車両清掃業務委託契約における労務単価の積算を作業の実態に適合するよう改善させたもの


車両清掃業務委託契約における労務単価の積算を作業の実態に適合するよう改善させたもの

科目 (款)鉄道事業営業費 (項)車両保存費
部局等の名称 帝都高速度交通営団本社
契約名 車両清掃業務委託契約
契約の概要 旅客サービスの一環として車両の清掃業務を実施するもの
契約の相手方 財団法人地下鉄互助会
契約 平成7年4月〜9年3月 特命随意契約
支払額 1,875,248,658円(平成7、8両年度)
節減できた委託費 2,750万円(平成7、8両年度)
<検査の結果>
 上記の業務委託契約において、作業環境等手当による労務単価の割増しについての積算を清掃作業の実態に適合させることにより、委託費を約2750万円節減できたと認められた。
  このような事態が生じていたのは、清掃作業の実態等について把握が十分でなく、積算要領において、作業環境等手当の対象となる時間について明確に定めていなかったことによると認められた。
<当局が講じた改善の処置>
 本院の指摘に基づき、帝都高速度交通営団では、平成9年11月に、車両清掃業務委託契約における労務単価の積算が清掃作業の実態に適合したものとなるよう積算要領を改正し、同月以降締結する契約から適用することとする処置を講じた。

1 業務委託の概要

(車両清掃業務委託契約の概要)

 帝都高速度交通営団(以下「営団」という。)では、多数の車両を保有し、これらの安全運行に努めるとともに、旅客サービスの一環として、定期的に車両の清掃を実施している。

 そして、営団では、平成7、8両年度に、車両清掃業務を財団法人地下鉄互助会と業務委託契約を締結し実施しており、この委託費の支払額は、7年度927,748,980円、8年度947,499,678円、計1,875,248,658円となっている。

(車両清掃業務)

 車両清掃業務は、銀座線上野検車区ほか12検車区(注) において、営団が保有する2,401両(9年3月末現在)の車体の内部及び外部を清掃するもので、特別大清掃、大清掃、中清掃、床ワックス清掃、天井清掃、床清掃及び気吹(フィルター)清掃の各清掃種別に清掃を行う標準的な周期が定められている。

------------------------------------------------

- **解くべき課題**
提示文章を「そして、営団では、平成7、8」から始めて「準的な周期が定められている。」までもう一度示し、その際「標準的な周期」を「基本的な周期」に置き換えて書き直せ。

- **記録データ**
------------------------------------------------

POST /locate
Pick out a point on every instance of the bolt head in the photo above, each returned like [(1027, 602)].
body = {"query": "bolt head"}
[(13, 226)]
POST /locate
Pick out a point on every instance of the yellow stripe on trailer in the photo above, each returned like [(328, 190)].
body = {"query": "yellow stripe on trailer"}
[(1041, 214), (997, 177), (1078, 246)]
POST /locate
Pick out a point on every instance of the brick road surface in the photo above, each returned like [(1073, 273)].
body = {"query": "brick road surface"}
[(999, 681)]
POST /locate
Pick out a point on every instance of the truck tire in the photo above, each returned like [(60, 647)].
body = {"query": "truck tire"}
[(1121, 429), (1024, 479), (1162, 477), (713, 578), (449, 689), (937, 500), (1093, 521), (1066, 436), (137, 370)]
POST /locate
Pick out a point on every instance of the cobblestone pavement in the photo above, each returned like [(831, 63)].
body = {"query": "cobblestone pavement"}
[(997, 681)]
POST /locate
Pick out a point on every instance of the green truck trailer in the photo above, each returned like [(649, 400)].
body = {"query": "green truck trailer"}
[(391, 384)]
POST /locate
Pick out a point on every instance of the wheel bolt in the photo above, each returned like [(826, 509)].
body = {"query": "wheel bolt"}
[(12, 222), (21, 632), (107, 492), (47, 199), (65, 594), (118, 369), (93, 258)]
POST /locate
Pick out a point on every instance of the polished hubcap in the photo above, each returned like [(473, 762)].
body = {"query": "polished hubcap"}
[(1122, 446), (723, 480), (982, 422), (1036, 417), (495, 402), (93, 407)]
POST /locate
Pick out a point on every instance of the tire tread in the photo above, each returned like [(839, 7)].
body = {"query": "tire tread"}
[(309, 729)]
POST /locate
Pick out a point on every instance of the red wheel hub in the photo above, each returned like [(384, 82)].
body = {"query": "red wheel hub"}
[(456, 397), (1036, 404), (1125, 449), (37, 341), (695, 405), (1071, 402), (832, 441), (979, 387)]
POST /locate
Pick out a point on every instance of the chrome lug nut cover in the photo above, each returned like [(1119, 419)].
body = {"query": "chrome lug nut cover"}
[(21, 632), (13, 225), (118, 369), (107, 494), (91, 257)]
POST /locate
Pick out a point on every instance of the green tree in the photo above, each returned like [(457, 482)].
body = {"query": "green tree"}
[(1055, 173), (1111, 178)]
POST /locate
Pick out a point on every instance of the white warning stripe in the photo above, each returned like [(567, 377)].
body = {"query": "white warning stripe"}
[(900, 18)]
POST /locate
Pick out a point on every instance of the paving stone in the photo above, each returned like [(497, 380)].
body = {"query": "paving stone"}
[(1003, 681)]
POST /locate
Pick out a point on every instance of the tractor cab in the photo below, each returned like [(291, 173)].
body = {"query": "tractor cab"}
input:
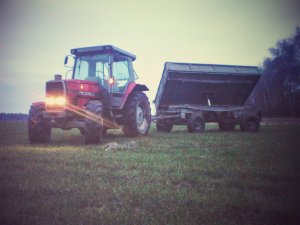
[(109, 66)]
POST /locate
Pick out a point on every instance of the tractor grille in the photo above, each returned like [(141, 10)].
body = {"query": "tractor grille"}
[(55, 95), (55, 88)]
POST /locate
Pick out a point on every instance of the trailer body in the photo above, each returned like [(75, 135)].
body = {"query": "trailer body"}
[(194, 94)]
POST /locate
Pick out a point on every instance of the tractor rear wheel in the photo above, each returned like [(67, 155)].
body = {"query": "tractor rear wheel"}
[(137, 114), (39, 130), (196, 123), (93, 123), (163, 126)]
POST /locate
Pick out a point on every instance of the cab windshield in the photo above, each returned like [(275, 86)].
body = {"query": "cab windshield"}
[(97, 68)]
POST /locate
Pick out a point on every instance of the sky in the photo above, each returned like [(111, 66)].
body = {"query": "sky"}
[(36, 35)]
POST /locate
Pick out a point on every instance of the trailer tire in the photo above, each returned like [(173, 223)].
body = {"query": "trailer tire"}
[(196, 123), (163, 126), (250, 124), (227, 123), (137, 114), (93, 123), (39, 130)]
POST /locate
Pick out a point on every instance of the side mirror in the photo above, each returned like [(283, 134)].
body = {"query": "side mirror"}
[(69, 61), (66, 60)]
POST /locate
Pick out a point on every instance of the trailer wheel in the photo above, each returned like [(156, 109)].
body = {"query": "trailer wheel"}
[(163, 126), (137, 115), (39, 130), (196, 123), (251, 124), (227, 123), (93, 123)]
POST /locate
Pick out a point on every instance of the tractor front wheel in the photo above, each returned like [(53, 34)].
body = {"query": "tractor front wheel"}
[(137, 115), (93, 123), (39, 130), (196, 123)]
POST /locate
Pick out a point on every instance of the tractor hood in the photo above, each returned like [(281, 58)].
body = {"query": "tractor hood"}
[(205, 84)]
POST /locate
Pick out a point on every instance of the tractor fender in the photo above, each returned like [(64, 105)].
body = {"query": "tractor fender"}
[(131, 88)]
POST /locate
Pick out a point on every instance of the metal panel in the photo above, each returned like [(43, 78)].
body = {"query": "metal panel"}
[(205, 84)]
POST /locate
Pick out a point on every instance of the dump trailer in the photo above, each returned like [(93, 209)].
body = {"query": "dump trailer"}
[(195, 94)]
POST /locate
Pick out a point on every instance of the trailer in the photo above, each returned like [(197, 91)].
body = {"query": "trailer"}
[(196, 94)]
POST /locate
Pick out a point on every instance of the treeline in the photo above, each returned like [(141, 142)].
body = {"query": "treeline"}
[(13, 116), (278, 91)]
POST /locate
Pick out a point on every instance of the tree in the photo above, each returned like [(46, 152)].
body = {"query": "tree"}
[(280, 82)]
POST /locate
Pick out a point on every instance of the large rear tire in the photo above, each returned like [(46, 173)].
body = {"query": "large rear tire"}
[(39, 130), (137, 115), (93, 123)]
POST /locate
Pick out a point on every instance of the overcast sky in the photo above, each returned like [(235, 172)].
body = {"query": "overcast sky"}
[(35, 36)]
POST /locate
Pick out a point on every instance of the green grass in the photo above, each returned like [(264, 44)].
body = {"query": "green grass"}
[(170, 178)]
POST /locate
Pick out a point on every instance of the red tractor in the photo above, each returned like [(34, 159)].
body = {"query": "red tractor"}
[(101, 95)]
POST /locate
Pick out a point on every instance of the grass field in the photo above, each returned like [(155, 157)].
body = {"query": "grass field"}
[(169, 178)]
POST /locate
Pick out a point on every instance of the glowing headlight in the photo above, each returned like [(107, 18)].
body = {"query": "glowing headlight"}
[(55, 101), (60, 101)]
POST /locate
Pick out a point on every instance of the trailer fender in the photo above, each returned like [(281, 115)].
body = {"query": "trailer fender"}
[(196, 123), (130, 89)]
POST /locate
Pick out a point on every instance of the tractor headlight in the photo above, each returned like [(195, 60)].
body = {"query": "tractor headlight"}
[(59, 101)]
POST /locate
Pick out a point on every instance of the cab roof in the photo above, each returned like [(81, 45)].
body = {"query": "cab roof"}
[(103, 49)]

------------------------------------------------

- **記述回答**
そして、営団では、平成7、8両年度に、車両清掃業務を財団法人地下鉄互助会と業務委託契約を締結し実施しており、この委託費の支払額は、7年度927,748,980円、8年度947,499,678円、計1,875,248,658円となっている。

(車両清掃業務)

 車両清掃業務は、銀座線上野検車区ほか12検車区(注) において、営団が保有する2,401両(9年3月末現在)の車体の内部及び外部を清掃するもので、特別大清掃、大清掃、中清掃、床ワックス清掃、天井清掃、床清掃及び気吹(フィルター)清掃の各清掃種別に清掃を行う基本的な周期が定められている。